:: GIVEN ENTRIES ::

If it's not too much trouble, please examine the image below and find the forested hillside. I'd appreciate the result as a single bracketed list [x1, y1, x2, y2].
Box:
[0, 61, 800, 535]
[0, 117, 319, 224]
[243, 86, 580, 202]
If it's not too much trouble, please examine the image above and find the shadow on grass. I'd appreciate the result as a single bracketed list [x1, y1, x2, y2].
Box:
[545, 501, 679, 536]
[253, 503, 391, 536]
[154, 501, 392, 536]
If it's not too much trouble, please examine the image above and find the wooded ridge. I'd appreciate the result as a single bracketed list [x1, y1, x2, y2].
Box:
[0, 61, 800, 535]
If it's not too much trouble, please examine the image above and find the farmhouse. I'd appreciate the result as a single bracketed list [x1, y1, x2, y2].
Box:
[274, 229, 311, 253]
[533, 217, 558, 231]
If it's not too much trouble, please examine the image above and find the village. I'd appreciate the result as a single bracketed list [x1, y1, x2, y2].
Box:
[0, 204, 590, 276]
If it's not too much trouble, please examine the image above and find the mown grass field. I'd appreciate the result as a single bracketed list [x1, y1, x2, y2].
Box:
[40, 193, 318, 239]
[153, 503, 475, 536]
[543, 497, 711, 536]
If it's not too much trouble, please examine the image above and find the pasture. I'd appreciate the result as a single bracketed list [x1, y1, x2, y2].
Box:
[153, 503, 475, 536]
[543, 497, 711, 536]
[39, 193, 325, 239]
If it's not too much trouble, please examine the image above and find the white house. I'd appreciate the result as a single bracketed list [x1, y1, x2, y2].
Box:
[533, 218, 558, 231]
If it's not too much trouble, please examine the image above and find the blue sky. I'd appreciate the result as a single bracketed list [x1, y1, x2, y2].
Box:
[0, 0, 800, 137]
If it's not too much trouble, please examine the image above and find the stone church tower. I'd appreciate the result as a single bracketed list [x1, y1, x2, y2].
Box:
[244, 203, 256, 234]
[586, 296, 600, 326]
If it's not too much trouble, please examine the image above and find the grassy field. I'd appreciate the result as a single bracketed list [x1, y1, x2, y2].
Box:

:::

(BRIEF) Reproduce all of the material above with "pasture" replaced by "meadow", leaving every other part unchanged.

(WORKED SOLUTION)
If it's not too much trouble, please examine the image below and find the forested hillside. I'd appreciate the result as a single bracketed list [x1, y1, x2, y2].
Box:
[0, 61, 800, 535]
[0, 117, 319, 224]
[243, 86, 580, 202]
If it's not too much trouble, please examine the image above and find the shadow on grass. I'd appreciate the result as a single bracketed list [x1, y1, x2, y2].
Box:
[545, 501, 679, 536]
[253, 503, 391, 536]
[154, 501, 392, 536]
If it's not too much trouble, please examine the image above and find the wooded ridge. I'd appreciate the result as a single bracketed list [x1, y1, x2, y2].
Box:
[0, 61, 800, 535]
If it's not too much trouble, please examine the image above and find the farmhouse. I'd appreciate the result as a single bracketed list [x1, y1, x2, y2].
Box:
[274, 229, 311, 253]
[533, 217, 558, 231]
If it's not too much trouble, please examine the image above and find the village. I'd appreciate the result as a single bracketed list [x1, y1, x2, y2].
Box:
[0, 204, 590, 276]
If it's not too much trouble, please examine the image above and find the mown grass field. I'd appreciate the result as a single bracketed list [x1, y1, x2, y2].
Box:
[40, 193, 318, 239]
[153, 503, 475, 536]
[543, 497, 711, 536]
If it's not too much trouble, please examine the image above and find the meadow. I'd appreciate the result as a single bracketed list [x1, y1, x2, y2].
Box:
[153, 503, 475, 536]
[543, 497, 711, 536]
[39, 193, 325, 239]
If it's not too much trouble, please examine the image above and find the white house. I'd appreciate the result as a single bracketed list [x1, y1, x2, y2].
Box:
[533, 218, 558, 231]
If it's not too much trouble, please examine the image above and find the blue sky. I'd appreciate the result as a single bracketed list [x1, y1, x2, y2].
Box:
[0, 0, 800, 137]
If it's not too much trouble, please examine the image above and find the stone church tower. I'd appreciate the result as a single bracketed list [x1, y1, x2, y2].
Box:
[244, 203, 256, 234]
[586, 296, 600, 326]
If it's not too much trouble, please examine the image above and find the grassy field. I'd appreciate the result as a single bracketed list [x1, y1, x2, y2].
Box:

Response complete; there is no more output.